◆ **Exercise brief**:
Return all of the data exactly as given.

— start Information given —

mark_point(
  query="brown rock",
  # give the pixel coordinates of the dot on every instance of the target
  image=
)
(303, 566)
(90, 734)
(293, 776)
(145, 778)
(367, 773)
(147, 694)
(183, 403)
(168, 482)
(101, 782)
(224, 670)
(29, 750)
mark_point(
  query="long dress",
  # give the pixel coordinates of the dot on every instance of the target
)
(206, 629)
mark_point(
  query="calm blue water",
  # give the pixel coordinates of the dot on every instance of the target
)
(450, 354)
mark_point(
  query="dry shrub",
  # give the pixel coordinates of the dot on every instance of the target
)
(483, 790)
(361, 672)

— end Information given —

◆ **Solution for this task**:
mark_point(
  query="brown rock",
  # give the pixel coordinates of the dot on every instance of the target
  image=
)
(303, 566)
(90, 734)
(293, 776)
(145, 778)
(367, 773)
(147, 694)
(183, 403)
(168, 482)
(101, 782)
(224, 670)
(29, 750)
mark_point(
  query="long dress",
  # give the pixel coordinates of the dot on every instance of the target
)
(206, 629)
mark_point(
  query="calm blue water",
  # give the pixel coordinates of the dot on every instance of the target
)
(450, 354)
mark_point(
  query="dry shrub",
  # give the pixel coordinates of the dot on every instance of the target
)
(483, 790)
(361, 672)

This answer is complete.